The archbishop of Mosul on Saturday called on the government to hold all those responsible for the harrowing fire of Hamdaniya accountable for their actions, threatening a mass strike if this does not happen.
"Either everyone responsible [for the fire] will be held accountable, or we will go on strike. If we strike, it won't be only in our areas, it will be all over Iraq," Syriac Catholic Archbishop of Mosul Benedict Younan Hanno told Rudaw's Ranja Jamal.
The archbishop said everyone involved in causing the fire, including those who licensed the banquet hall, those who approved its safety standards, and those within the tourism, civil defense, and electricity directorates in the province, must be held accountable.
Archbishop Hanno said that the Iraqi officials who visited them following the fire "all talk well and beautifully" but that what the Christian community wants is for those words to be followed by actions, "We want decisions [to be taken] following those words, a decision that saves the life of this nation," he said.
"We have now reached a point where we all know where the problem is. Our problem is corruption. Day by day we get to know the consequences of where corruption takes us and what it does to us," said the archbishop, adding that what happened to Haytham Hall is one of the consequences of corruption.
The archbishop also lauded the efforts and the hard work shown by the doctors and health workers in Mosul, saying that while the country has the finest doctors, they suffer from lack of utilities and support in the hospitals, which end up not being up to standard. He specifically pointed to the discrepancy between the province's population of four million, and the total number of hospital beds not reaching 800.

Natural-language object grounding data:

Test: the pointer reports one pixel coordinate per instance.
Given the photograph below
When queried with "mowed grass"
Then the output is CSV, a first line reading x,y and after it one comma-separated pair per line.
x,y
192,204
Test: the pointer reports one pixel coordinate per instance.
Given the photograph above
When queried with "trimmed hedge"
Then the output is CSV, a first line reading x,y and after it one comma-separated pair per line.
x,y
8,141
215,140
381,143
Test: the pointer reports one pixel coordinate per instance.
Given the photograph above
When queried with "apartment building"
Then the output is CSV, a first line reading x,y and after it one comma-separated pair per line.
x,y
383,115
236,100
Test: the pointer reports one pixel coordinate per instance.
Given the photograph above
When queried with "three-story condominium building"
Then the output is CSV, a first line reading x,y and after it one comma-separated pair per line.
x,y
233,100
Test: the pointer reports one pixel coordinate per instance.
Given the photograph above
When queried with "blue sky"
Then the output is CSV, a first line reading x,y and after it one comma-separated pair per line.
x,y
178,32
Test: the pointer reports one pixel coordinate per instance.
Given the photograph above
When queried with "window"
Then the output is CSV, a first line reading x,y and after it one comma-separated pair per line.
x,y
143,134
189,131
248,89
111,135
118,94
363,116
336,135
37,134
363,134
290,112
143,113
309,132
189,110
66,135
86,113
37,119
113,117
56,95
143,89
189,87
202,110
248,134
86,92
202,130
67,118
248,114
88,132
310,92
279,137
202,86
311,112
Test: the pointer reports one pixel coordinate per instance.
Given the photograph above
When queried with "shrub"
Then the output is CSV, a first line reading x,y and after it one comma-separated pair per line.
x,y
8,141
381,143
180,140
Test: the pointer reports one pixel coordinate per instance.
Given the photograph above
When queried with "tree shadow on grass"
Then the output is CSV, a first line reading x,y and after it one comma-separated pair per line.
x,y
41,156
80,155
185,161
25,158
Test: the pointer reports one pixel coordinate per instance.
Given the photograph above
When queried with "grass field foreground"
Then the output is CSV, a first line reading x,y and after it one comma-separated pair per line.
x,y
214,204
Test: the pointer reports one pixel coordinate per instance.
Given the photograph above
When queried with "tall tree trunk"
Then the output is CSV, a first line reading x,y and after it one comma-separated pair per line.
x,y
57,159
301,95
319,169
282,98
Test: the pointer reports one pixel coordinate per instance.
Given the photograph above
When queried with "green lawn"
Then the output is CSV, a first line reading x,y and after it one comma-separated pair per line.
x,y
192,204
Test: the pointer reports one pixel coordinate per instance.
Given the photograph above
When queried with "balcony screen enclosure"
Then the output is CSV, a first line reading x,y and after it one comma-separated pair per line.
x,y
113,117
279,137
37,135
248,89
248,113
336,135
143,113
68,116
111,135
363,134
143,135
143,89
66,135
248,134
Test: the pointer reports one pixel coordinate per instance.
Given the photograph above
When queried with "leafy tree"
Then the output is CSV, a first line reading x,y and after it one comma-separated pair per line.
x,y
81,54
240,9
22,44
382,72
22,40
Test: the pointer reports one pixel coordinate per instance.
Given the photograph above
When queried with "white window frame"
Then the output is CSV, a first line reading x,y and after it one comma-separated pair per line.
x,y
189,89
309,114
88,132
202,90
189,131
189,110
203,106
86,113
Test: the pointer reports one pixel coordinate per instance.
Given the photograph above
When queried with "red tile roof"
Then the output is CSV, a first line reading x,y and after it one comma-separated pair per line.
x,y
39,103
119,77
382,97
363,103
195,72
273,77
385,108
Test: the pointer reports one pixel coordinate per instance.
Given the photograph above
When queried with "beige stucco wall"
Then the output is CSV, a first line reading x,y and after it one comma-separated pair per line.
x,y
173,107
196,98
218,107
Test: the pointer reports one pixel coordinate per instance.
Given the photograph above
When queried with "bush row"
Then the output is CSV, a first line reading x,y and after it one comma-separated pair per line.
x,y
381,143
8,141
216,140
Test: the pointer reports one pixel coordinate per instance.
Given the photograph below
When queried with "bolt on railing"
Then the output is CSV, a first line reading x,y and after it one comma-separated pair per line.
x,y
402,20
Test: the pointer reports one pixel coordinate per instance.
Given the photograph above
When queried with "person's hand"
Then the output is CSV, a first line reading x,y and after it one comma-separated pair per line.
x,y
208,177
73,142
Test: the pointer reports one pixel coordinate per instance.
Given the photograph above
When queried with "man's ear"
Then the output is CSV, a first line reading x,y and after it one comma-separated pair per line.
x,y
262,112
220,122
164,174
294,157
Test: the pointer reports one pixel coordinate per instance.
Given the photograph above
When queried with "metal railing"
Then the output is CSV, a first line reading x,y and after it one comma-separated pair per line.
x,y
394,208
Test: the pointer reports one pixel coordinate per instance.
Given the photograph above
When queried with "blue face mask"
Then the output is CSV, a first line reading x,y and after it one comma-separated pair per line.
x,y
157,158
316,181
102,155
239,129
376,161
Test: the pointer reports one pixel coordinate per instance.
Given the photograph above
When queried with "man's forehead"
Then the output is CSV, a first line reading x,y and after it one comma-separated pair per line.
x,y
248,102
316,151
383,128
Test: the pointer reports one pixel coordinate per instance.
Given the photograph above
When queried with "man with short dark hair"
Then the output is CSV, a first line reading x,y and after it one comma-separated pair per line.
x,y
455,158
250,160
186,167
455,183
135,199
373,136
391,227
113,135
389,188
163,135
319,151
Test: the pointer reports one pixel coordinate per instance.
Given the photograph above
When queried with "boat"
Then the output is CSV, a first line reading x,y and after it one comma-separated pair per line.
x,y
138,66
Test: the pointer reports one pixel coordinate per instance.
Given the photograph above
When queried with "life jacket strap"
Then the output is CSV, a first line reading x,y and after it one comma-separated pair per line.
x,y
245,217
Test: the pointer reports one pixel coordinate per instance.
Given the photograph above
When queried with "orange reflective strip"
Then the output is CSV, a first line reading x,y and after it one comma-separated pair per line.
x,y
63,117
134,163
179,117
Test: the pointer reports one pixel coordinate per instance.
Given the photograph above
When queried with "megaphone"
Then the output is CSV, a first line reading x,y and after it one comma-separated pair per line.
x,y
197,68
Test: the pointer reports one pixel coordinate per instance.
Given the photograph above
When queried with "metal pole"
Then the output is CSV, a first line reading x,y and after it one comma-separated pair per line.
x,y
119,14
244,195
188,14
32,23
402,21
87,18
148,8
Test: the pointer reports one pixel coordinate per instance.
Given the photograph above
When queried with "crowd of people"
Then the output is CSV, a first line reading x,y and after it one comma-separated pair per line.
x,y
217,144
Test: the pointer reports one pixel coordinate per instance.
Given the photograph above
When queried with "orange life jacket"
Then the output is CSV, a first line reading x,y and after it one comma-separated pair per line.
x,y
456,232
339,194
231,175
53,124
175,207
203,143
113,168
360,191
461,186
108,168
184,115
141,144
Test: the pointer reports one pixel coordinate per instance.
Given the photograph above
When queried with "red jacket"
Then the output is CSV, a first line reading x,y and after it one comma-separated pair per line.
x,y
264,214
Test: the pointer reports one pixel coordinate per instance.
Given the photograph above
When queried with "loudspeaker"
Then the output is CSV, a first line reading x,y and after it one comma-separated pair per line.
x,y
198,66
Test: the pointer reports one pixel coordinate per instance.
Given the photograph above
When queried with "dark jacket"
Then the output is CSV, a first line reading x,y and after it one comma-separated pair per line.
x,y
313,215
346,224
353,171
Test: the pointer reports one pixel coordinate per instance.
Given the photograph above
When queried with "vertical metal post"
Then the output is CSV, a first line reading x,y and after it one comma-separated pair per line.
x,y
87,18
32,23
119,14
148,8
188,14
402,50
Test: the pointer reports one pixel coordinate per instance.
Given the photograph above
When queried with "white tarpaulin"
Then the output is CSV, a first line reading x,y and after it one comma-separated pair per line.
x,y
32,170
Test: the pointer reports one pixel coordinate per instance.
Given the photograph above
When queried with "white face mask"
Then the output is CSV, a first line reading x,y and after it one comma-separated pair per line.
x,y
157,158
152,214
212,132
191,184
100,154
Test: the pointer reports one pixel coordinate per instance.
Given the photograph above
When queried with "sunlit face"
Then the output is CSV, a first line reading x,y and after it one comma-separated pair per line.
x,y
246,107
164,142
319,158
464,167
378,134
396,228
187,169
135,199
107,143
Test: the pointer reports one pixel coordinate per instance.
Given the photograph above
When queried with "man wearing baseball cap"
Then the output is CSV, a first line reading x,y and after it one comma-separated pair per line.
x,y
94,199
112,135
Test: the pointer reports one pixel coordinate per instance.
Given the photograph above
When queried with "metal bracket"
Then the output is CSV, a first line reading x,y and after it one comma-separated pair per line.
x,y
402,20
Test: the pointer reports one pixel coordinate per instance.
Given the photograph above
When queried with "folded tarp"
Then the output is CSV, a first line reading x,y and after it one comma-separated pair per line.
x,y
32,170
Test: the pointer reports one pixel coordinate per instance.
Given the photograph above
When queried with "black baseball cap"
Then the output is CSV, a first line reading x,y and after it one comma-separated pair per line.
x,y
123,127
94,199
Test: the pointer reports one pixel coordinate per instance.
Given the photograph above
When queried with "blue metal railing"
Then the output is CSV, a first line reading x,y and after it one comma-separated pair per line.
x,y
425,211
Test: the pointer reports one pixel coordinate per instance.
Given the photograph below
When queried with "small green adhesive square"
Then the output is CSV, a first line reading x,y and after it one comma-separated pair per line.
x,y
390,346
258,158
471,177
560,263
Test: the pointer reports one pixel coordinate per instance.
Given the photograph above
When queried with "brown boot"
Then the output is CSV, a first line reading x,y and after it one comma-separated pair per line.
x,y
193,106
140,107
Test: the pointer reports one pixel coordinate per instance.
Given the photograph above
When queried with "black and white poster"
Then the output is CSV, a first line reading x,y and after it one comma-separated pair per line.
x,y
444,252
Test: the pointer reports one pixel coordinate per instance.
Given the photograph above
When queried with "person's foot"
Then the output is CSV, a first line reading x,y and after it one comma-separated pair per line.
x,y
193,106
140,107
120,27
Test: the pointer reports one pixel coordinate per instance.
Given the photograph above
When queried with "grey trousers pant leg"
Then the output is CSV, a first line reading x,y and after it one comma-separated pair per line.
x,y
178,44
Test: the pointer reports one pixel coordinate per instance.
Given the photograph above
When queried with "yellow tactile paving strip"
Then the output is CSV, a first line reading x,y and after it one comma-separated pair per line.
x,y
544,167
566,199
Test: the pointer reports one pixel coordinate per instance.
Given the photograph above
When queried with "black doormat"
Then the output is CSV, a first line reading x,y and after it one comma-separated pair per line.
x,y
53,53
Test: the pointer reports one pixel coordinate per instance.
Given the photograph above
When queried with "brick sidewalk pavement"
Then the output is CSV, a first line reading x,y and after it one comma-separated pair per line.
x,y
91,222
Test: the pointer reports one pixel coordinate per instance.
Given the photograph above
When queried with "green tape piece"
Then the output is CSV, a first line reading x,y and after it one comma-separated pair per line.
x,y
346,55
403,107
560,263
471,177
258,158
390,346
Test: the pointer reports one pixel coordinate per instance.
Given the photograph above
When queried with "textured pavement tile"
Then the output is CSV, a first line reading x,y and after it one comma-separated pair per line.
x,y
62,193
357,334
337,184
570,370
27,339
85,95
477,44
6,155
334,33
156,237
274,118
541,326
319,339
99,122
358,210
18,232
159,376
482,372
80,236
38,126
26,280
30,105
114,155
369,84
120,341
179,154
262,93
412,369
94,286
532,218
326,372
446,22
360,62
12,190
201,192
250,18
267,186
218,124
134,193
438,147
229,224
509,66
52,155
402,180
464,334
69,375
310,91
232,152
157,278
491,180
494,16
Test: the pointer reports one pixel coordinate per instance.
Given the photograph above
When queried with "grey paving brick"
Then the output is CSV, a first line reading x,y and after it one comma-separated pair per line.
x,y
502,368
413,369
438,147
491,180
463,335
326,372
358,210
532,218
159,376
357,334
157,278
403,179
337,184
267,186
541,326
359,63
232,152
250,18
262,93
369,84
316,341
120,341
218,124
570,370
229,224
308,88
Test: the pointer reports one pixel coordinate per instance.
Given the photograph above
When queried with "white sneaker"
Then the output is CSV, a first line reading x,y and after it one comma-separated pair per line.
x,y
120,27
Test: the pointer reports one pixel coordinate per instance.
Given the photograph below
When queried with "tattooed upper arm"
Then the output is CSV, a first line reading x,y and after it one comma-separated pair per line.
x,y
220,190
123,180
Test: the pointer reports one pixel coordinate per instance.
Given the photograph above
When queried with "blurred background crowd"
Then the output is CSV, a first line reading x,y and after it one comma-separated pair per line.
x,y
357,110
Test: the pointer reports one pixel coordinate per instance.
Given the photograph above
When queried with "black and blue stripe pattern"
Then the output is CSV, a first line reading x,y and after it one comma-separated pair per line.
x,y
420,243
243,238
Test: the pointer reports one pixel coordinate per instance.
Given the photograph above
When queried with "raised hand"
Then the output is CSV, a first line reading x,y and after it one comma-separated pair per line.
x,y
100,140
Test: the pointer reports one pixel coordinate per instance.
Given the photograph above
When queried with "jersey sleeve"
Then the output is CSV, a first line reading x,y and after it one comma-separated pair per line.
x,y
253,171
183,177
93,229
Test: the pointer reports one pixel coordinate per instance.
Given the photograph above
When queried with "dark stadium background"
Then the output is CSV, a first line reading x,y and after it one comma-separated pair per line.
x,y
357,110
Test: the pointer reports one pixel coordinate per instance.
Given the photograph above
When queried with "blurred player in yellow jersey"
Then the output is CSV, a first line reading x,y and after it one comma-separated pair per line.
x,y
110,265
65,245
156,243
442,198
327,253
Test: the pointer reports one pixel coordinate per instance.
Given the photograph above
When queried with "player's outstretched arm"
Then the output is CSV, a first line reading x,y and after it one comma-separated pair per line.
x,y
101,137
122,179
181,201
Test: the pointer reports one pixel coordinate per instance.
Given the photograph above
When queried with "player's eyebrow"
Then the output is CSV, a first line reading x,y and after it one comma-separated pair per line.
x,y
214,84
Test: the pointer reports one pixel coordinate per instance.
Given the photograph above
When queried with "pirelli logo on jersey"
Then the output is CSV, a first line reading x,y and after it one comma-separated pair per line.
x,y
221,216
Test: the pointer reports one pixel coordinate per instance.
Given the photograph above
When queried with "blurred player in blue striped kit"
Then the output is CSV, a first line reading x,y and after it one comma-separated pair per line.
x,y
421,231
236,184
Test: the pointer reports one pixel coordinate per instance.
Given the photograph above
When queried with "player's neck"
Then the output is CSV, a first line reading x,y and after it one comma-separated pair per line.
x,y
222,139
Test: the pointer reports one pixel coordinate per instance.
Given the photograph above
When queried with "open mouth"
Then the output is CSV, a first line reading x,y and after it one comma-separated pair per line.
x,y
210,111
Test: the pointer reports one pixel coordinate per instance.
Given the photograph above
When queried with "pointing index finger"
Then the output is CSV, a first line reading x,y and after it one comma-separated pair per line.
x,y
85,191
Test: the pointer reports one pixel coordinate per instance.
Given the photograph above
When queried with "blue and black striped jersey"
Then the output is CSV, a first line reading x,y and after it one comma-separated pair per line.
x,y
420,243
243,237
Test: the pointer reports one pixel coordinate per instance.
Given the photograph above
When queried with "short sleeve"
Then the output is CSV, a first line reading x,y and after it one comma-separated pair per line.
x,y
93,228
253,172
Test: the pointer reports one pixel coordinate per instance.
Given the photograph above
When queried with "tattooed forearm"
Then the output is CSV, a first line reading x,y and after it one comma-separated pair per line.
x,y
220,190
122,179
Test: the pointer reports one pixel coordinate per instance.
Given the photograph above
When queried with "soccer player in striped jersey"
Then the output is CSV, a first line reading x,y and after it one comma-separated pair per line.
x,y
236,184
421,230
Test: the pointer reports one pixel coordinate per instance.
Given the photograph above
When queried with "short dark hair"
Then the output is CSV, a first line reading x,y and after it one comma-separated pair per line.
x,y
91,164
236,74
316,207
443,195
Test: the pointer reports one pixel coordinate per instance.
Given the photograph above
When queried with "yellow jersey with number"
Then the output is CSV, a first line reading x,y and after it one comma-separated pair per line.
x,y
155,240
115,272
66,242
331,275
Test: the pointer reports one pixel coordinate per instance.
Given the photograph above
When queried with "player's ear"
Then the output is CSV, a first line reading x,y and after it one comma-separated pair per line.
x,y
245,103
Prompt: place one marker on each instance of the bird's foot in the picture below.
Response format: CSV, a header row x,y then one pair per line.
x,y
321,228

### YOUR TASK
For each statement about the article on the Hamdaniya fire, say yes or no and quote the words of the article that decide it. 1. The archbishop said a strike would be limited to Christian areas. 2. The archbishop included the civil defense directorate among those who must be held accountable. 3. The province has more than 800 hospital beds. These rows have nothing to do with the article on the Hamdaniya fire.

### SOLUTION BELOW
1. No: "If we strike, it won't be only in our areas, it will be all over Iraq"
2. Yes: "those within the tourism, civil defense, and electricity directorates in the province"
3. No: "the total number of hospital beds not reaching 800"